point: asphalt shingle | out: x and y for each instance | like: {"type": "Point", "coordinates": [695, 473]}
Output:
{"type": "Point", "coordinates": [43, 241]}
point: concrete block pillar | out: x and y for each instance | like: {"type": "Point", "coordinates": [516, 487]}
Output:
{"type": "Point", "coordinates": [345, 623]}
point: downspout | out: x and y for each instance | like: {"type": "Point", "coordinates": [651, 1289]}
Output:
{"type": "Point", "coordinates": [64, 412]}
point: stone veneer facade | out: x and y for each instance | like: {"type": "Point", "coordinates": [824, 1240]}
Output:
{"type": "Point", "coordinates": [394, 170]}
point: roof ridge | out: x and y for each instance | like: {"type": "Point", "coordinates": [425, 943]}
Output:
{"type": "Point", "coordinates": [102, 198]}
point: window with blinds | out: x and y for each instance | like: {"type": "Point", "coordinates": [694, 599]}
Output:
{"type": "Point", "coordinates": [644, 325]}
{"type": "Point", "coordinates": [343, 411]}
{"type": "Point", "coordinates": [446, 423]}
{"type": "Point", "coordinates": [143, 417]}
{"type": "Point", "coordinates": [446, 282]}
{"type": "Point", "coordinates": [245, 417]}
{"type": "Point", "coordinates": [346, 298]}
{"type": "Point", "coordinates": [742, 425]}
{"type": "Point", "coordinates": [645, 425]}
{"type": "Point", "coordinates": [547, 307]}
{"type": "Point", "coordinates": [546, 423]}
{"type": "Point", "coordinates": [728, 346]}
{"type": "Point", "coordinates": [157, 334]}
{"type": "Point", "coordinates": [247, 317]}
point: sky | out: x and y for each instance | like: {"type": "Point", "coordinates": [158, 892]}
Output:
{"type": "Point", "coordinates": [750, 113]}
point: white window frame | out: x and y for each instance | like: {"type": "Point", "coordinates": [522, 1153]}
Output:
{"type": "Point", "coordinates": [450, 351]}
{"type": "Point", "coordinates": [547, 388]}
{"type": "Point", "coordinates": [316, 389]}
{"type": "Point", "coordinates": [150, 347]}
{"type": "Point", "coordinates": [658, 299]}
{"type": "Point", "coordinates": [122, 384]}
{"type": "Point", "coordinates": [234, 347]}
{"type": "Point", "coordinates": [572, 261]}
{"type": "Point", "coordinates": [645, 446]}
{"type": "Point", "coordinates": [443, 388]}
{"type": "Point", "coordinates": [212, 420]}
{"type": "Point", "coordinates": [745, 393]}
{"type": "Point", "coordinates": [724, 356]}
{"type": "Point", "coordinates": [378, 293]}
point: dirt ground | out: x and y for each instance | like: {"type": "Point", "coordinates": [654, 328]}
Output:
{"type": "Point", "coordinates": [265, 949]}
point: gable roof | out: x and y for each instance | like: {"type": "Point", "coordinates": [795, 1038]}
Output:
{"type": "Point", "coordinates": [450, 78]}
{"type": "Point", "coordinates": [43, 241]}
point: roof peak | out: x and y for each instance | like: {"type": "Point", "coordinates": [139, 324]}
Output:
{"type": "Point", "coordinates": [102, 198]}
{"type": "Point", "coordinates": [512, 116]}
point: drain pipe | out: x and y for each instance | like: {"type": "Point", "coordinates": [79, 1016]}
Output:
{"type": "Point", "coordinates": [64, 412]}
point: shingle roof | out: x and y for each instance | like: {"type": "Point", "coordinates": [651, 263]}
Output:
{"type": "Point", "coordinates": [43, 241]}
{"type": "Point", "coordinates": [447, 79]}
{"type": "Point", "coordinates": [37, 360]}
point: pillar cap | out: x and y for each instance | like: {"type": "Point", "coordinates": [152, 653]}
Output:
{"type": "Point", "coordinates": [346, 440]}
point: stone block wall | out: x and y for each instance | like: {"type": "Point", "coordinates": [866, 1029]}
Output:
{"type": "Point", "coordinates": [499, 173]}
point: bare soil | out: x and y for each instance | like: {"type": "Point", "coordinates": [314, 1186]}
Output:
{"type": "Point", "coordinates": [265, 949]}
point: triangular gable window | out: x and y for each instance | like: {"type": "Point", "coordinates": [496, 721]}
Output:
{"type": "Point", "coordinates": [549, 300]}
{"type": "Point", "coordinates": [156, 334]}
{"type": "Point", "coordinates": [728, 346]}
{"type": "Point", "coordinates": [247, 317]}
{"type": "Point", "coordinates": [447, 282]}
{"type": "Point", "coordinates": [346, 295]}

• _Given instruction_: Give every record above as a two-column CSV with the header instruction,points, one row per record. Put the record's text in the instruction field and its output in the points field, each field quoted and with line breaks replaced by spaces.

• _Task answer_:
instruction,points
"point: asphalt shingle | out: x and y for each instance | like: {""type"": ""Point"", ""coordinates"": [695, 473]} Output:","{""type"": ""Point"", ""coordinates"": [43, 241]}"
"point: concrete block pillar | out: x and y for each instance | like: {""type"": ""Point"", ""coordinates"": [516, 487]} Output:","{""type"": ""Point"", ""coordinates"": [345, 623]}"
"point: downspout | out: x and y for each instance | like: {""type"": ""Point"", ""coordinates"": [651, 1289]} Output:","{""type"": ""Point"", ""coordinates"": [64, 412]}"
"point: stone veneer facade | out: x and y for each instance | like: {""type"": ""Point"", ""coordinates"": [824, 1240]} Output:","{""type"": ""Point"", ""coordinates"": [394, 170]}"
"point: roof ridge | out: x and y for each instance | like: {""type"": ""Point"", ""coordinates"": [425, 943]} Output:","{""type"": ""Point"", ""coordinates"": [102, 198]}"
"point: window with blinds | out: x and y for each instance | like: {""type"": ""Point"", ""coordinates"": [694, 599]} Output:","{""type"": ""Point"", ""coordinates"": [644, 325]} {""type"": ""Point"", ""coordinates"": [343, 411]} {""type"": ""Point"", ""coordinates"": [446, 423]} {""type"": ""Point"", ""coordinates"": [143, 417]} {""type"": ""Point"", ""coordinates"": [446, 282]} {""type"": ""Point"", ""coordinates"": [245, 417]} {""type"": ""Point"", ""coordinates"": [346, 298]} {""type"": ""Point"", ""coordinates"": [742, 425]} {""type"": ""Point"", ""coordinates"": [645, 425]} {""type"": ""Point"", ""coordinates"": [547, 307]} {""type"": ""Point"", ""coordinates"": [546, 423]} {""type"": ""Point"", ""coordinates"": [728, 346]} {""type"": ""Point"", ""coordinates"": [157, 334]} {""type"": ""Point"", ""coordinates"": [247, 317]}"
"point: sky | out: x and y for each instance | like: {""type"": ""Point"", ""coordinates"": [158, 892]} Output:","{""type"": ""Point"", ""coordinates"": [750, 113]}"
"point: white window frame | out: x and y for each instance | like: {""type"": ""Point"", ""coordinates"": [522, 1153]} Output:","{""type"": ""Point"", ""coordinates"": [450, 351]} {""type"": ""Point"", ""coordinates"": [547, 388]} {""type"": ""Point"", ""coordinates"": [316, 389]} {""type"": ""Point"", ""coordinates"": [150, 347]} {""type"": ""Point"", ""coordinates"": [658, 299]} {""type"": ""Point"", ""coordinates"": [122, 384]} {""type"": ""Point"", ""coordinates"": [234, 347]} {""type"": ""Point"", ""coordinates"": [572, 261]} {""type"": ""Point"", ""coordinates"": [645, 446]} {""type"": ""Point"", ""coordinates"": [443, 388]} {""type"": ""Point"", ""coordinates"": [212, 420]} {""type"": ""Point"", ""coordinates"": [745, 393]} {""type"": ""Point"", ""coordinates"": [724, 356]} {""type"": ""Point"", ""coordinates"": [378, 293]}"
"point: dirt ground | out: x and y for each instance | like: {""type"": ""Point"", ""coordinates"": [654, 328]} Output:","{""type"": ""Point"", ""coordinates"": [265, 949]}"
"point: gable roof | out: x and y for each instance | like: {""type"": ""Point"", ""coordinates"": [795, 1038]} Output:","{""type"": ""Point"", ""coordinates"": [450, 78]} {""type"": ""Point"", ""coordinates"": [43, 241]}"
"point: roof peak | out: x and y for each instance | like: {""type"": ""Point"", ""coordinates"": [139, 324]} Output:","{""type"": ""Point"", ""coordinates"": [102, 198]} {""type"": ""Point"", ""coordinates"": [512, 116]}"
"point: drain pipe | out: x and y for each instance | like: {""type"": ""Point"", ""coordinates"": [79, 1016]} Output:","{""type"": ""Point"", ""coordinates"": [64, 412]}"
"point: shingle roof | out: x and y for each instance | like: {""type"": ""Point"", ""coordinates"": [651, 263]} Output:","{""type"": ""Point"", ""coordinates"": [43, 241]} {""type"": ""Point"", ""coordinates"": [447, 79]} {""type"": ""Point"", ""coordinates"": [37, 360]}"
"point: pillar cap | out: x and y for each instance | like: {""type"": ""Point"", ""coordinates"": [152, 653]} Output:","{""type"": ""Point"", ""coordinates"": [346, 440]}"
"point: stone block wall | out: x and y for each instance | like: {""type"": ""Point"", ""coordinates"": [866, 1029]} Output:","{""type"": ""Point"", ""coordinates"": [499, 173]}"
"point: bare soil | out: x and y for each instance | like: {""type"": ""Point"", ""coordinates"": [314, 1186]} Output:","{""type"": ""Point"", ""coordinates"": [265, 949]}"
"point: triangular gable window | out: x and y for each instance | like: {""type"": ""Point"", ""coordinates"": [496, 721]} Output:","{""type"": ""Point"", ""coordinates"": [549, 300]} {""type"": ""Point"", ""coordinates"": [156, 334]} {""type"": ""Point"", ""coordinates"": [728, 346]} {""type"": ""Point"", ""coordinates"": [247, 317]} {""type"": ""Point"", ""coordinates"": [447, 282]} {""type"": ""Point"", ""coordinates"": [346, 295]}"